What is required »
Count the rows below that contain the string "light", with case counting, and reply with the number alone.
-- START OF Dataset --
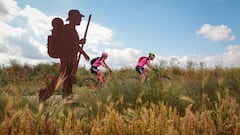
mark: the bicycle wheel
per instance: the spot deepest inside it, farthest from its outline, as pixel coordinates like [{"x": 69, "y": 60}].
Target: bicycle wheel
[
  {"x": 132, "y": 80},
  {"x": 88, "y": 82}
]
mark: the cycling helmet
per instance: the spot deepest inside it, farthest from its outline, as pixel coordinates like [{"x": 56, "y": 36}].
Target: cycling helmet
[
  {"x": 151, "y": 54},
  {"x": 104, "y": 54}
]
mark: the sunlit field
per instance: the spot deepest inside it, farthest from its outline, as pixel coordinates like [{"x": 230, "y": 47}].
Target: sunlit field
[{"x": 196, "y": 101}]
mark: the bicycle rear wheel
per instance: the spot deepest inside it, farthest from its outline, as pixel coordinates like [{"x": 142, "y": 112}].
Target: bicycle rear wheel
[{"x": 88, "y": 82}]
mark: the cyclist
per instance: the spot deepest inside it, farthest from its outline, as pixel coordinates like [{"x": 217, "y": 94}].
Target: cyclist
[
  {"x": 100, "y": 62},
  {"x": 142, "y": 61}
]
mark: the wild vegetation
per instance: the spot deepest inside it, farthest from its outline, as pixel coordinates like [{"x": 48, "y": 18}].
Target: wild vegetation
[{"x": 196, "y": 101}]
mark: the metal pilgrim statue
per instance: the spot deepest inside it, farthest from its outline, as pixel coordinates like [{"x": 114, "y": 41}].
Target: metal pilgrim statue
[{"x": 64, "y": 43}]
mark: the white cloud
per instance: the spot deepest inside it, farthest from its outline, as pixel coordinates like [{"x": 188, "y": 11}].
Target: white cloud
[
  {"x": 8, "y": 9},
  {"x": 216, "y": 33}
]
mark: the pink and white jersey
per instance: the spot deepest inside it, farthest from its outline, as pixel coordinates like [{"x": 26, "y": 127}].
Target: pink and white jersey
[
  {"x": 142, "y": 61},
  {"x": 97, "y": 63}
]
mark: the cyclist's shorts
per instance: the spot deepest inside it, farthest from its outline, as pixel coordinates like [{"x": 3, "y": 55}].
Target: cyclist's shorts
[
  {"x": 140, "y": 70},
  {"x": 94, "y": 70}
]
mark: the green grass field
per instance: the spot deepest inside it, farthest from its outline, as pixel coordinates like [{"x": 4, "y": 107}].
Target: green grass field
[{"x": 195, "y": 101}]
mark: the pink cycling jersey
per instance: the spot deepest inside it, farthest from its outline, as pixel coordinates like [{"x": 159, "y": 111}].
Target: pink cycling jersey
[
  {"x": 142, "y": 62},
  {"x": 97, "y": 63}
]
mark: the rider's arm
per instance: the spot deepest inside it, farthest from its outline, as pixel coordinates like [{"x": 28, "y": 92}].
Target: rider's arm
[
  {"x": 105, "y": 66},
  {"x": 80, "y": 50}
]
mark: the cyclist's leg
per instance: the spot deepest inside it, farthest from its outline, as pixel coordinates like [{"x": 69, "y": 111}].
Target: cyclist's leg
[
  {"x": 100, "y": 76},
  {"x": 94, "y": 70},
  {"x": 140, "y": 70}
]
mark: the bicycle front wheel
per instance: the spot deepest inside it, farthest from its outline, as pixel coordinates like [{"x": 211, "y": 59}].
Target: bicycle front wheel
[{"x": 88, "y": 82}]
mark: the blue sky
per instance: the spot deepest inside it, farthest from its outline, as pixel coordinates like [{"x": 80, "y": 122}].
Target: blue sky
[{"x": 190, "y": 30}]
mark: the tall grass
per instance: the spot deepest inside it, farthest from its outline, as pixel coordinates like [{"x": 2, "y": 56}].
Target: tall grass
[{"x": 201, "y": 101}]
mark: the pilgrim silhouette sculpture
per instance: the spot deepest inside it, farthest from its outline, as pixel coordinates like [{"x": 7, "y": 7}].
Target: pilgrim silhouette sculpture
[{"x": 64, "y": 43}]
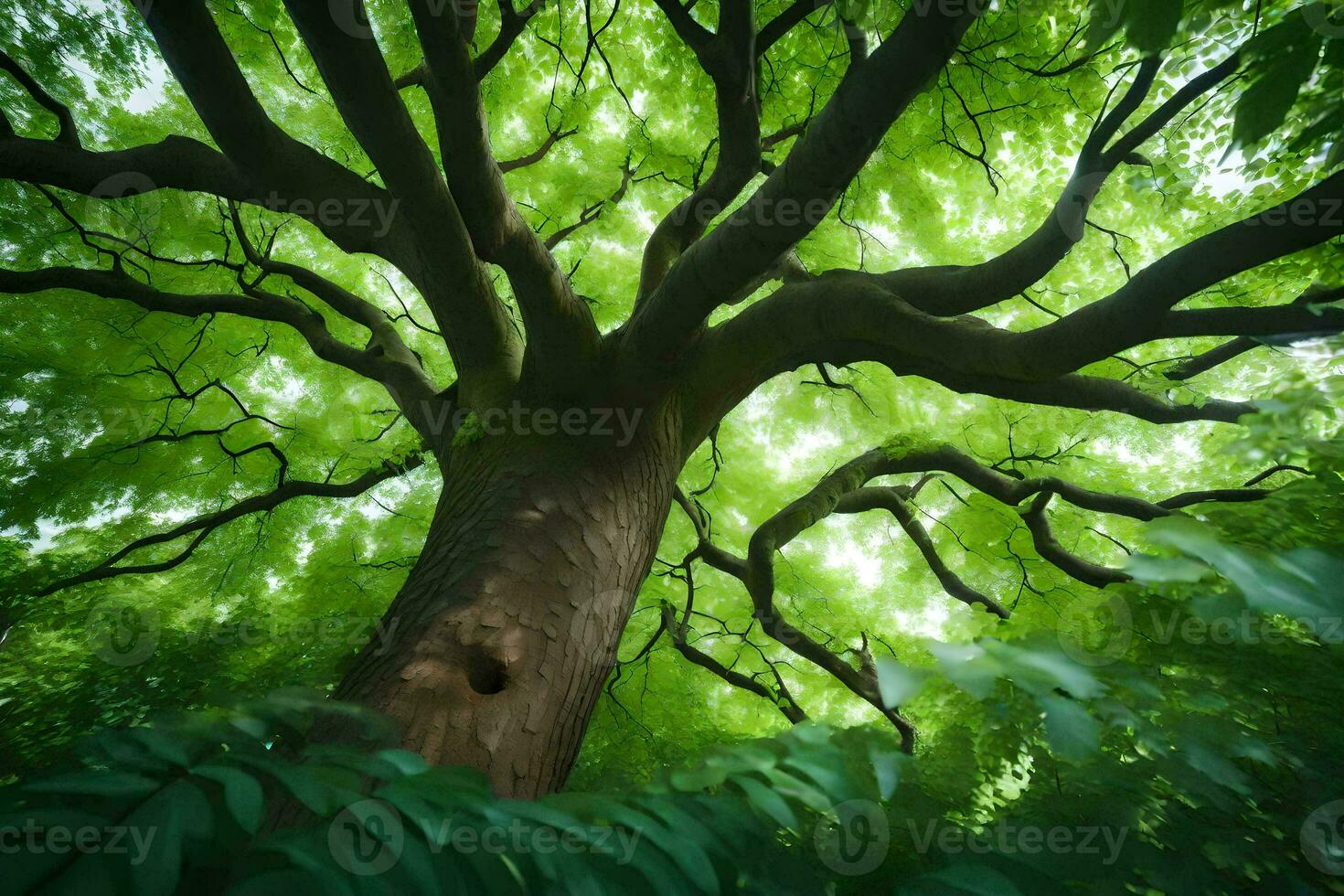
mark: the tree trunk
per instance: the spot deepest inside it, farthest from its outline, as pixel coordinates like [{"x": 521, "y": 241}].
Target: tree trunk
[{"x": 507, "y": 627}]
-- END OF Dataset --
-- START OF Dataset --
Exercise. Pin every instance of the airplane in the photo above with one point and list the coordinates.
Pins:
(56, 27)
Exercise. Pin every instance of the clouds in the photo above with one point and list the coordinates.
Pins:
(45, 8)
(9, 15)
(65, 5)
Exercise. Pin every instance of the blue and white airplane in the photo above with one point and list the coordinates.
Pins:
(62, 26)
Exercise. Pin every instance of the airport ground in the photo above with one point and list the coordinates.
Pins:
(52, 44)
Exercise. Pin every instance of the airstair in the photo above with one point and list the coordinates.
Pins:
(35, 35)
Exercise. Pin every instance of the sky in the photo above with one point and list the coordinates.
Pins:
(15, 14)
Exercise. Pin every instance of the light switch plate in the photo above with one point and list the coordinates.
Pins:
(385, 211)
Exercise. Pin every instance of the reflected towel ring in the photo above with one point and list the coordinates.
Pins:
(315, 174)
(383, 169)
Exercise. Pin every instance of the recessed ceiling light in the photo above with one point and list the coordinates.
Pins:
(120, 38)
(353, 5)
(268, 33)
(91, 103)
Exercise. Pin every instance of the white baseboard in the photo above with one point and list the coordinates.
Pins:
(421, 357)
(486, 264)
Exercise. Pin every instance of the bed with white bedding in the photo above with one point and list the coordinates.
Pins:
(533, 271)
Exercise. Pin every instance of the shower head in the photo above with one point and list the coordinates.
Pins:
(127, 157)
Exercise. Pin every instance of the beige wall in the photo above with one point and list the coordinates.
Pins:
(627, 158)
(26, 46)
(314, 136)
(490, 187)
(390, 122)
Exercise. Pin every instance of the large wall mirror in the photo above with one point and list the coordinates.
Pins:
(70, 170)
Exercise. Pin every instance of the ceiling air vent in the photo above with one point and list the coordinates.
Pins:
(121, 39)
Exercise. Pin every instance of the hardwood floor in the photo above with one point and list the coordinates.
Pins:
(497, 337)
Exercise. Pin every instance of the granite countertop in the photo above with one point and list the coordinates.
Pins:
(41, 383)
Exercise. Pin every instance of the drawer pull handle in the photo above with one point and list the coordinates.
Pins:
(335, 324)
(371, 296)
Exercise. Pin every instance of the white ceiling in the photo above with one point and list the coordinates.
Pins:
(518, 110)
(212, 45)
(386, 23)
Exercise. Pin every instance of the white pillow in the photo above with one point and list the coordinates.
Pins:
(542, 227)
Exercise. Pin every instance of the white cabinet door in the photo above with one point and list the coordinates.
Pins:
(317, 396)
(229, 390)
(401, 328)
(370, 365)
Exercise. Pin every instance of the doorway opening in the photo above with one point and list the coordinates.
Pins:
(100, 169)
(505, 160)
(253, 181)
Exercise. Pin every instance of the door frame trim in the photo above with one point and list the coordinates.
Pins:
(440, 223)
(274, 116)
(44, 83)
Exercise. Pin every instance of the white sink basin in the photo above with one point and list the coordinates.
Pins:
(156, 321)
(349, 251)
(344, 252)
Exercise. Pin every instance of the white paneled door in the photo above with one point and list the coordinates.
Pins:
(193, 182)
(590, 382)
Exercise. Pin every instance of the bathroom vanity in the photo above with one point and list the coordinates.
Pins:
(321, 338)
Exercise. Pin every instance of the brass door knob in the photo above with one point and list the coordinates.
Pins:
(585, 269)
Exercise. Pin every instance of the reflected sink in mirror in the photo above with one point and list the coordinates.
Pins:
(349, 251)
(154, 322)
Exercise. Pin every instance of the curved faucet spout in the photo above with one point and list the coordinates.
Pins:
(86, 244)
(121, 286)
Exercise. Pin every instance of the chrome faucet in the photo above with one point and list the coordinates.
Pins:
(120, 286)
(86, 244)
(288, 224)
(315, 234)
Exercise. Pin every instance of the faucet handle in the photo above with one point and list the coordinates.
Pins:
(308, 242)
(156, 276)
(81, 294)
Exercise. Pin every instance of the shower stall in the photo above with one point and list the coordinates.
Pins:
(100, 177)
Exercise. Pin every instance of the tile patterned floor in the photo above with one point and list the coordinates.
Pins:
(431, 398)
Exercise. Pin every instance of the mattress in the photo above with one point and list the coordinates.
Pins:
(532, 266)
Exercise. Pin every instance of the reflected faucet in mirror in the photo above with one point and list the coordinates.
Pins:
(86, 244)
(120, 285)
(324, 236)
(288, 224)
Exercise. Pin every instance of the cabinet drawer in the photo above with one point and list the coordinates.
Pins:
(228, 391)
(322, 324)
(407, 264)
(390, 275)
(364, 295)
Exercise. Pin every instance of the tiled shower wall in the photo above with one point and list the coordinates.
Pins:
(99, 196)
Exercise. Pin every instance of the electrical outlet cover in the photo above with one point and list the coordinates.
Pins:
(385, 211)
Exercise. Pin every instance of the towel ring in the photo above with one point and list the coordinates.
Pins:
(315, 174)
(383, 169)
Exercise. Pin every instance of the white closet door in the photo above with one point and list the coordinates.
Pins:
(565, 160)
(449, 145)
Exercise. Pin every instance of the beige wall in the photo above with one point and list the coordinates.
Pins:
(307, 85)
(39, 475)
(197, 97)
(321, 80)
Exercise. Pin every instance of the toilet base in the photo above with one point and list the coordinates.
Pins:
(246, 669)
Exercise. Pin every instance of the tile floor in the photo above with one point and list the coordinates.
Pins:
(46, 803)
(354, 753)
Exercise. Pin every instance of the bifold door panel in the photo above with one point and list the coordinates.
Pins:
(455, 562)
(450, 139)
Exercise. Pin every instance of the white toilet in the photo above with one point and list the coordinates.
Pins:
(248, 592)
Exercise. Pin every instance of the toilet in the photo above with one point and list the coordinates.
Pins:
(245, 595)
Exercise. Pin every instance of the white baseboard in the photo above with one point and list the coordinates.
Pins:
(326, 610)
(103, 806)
-- END OF Dataset --
Reply »
2